Prompt A: Decide whether each statement agrees with the passage on Mount Nebo, answering yes or no and quoting the words of the passage that settle it: (i) Mount Nebo stands 251 m above sea level. (ii) O'Brien's Road was built as a public highway in the late 19th century. (iii) In 1999 the council stopped vehicles from continuing from the summit because of illegal dumping.
Prompt B: Reproduce the passage on Mount Nebo word for word, everything from "Mountain in Australia" down to "from the suburb of Figtree.".

Page text:
[Start of section]

Mountain in Australia

Mount Nebo, a tall hill that is part of the Illawarra Range, is located in the foothills of the Illawarra escarpment on the edge of the suburban fringe of the city of Wollongong, New South Wales, Australia. At 251 m above sea level, the hill is reached by the steep O'Brien's Road from the suburb of Figtree.

==Features and location==
O'Brien's Road was built as a private toll road in the early 19th century to connect Sydney and the Illawarra. O'Briens Road began at the locally famous fig tree that gave the name to the suburb of Figtree. Views from the top look over Wollongong, Lake Illawarra and the local mountains. Nebo is the Aboriginal name for the hill, and the name was retained as in the case of Woonona Mountain and Mount Warrigal hill at Lake Illawarra.

In 1999 the council stopped vehicles from continuing from the summit due to illegal dumping, and the road has become a track to O'Brien's Gap and Mount Brisbane, at 469 m above sea level. However litter remains a problem.

[End of section]

Referring expression pointing data:
[Start of section]

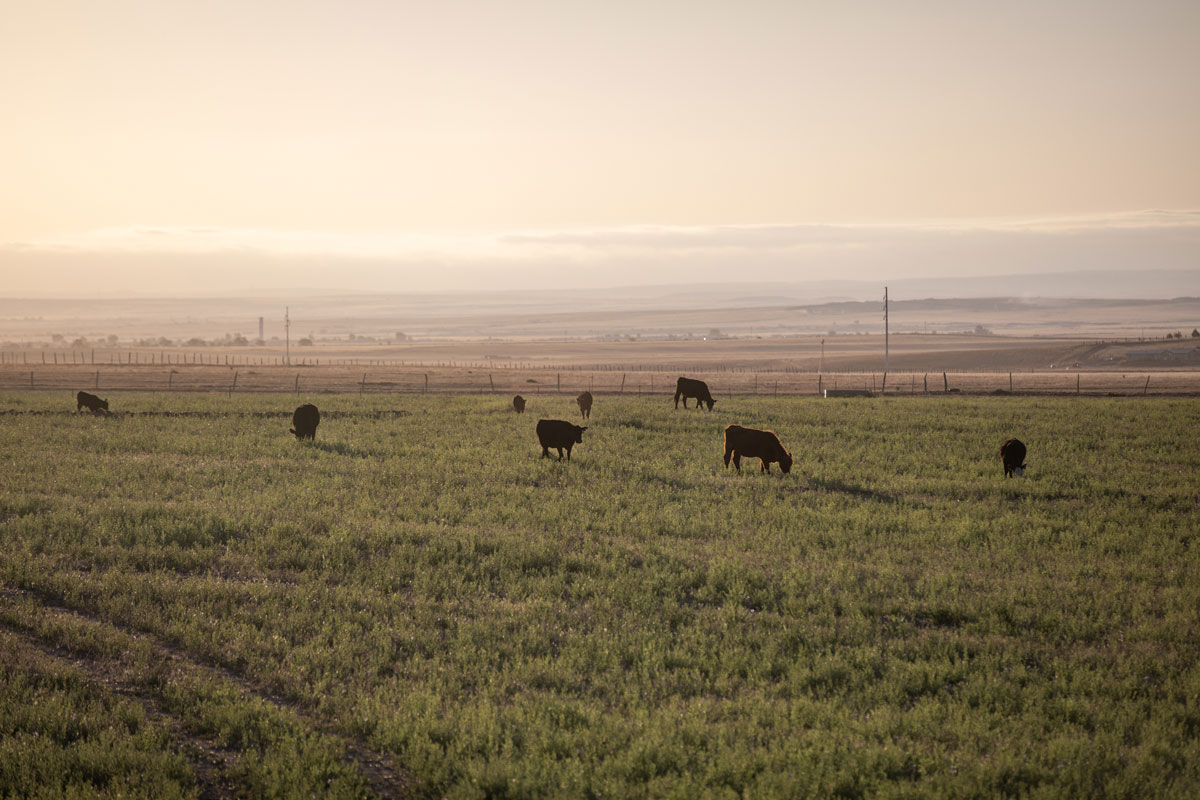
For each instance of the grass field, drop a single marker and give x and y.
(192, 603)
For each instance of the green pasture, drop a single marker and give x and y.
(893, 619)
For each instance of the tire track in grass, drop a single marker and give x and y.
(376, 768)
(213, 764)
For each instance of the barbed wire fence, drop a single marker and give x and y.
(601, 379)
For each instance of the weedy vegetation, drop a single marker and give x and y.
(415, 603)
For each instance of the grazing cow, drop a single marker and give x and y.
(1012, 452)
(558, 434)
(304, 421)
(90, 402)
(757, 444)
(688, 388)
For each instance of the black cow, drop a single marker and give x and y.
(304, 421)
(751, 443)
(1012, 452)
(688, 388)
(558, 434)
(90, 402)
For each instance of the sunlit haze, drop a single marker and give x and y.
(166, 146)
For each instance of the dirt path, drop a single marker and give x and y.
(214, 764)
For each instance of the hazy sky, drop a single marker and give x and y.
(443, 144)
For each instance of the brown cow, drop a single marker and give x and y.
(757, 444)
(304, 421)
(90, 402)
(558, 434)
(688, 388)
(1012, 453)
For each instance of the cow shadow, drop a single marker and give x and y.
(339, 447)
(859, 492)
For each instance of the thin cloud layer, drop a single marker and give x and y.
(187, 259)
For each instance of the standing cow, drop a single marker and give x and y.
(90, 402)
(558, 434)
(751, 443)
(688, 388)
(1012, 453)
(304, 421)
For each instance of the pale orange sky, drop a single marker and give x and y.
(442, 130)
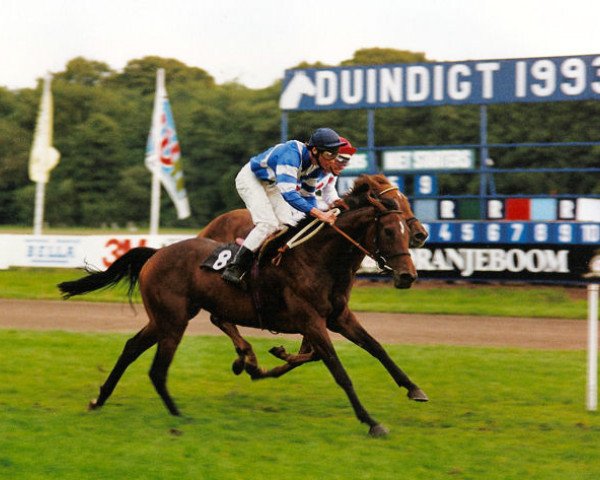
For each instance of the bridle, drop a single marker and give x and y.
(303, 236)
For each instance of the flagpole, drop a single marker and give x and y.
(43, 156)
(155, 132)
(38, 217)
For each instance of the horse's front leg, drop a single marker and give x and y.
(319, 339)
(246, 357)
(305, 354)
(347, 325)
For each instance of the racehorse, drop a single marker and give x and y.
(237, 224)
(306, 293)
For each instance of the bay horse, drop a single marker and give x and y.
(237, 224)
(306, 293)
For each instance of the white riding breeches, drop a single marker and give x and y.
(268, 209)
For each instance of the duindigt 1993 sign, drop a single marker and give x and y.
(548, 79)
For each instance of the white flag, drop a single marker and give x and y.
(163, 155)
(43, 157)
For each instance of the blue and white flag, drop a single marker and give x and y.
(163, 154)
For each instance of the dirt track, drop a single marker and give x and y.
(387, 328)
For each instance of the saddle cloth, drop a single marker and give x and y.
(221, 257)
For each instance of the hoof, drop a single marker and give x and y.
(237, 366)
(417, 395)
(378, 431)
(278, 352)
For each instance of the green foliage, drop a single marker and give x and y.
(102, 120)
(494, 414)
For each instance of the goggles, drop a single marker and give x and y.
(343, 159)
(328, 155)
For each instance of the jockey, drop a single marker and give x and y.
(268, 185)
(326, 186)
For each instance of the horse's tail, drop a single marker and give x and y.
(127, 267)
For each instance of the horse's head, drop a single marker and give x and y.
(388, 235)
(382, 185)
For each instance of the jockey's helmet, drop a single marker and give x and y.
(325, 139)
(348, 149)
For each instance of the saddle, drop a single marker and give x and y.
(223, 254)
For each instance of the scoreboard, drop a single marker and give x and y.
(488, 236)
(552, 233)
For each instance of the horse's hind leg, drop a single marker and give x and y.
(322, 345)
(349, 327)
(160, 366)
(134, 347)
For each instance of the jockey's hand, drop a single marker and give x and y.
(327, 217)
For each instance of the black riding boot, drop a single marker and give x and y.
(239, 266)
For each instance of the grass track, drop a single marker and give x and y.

[End of section]

Exercise output A:
(i) Yes: "At 251 m above sea level, the hill is reached by the steep O'Brien's Road from the suburb of Figtree."
(ii) No: "O'Brien's Road was built as a private toll road in the early 19th century to connect Sydney and the Illawarra."
(iii) Yes: "In 1999 the council stopped vehicles from continuing from the summit due to illegal dumping"

Exercise output B:
Mountain in Australia

Mount Nebo, a tall hill that is part of the Illawarra Range, is located in the foothills of the Illawarra escarpment on the edge of the suburban fringe of the city of Wollongong, New South Wales, Australia. At 251 m above sea level, the hill is reached by the steep O'Brien's Road from the suburb of Figtree.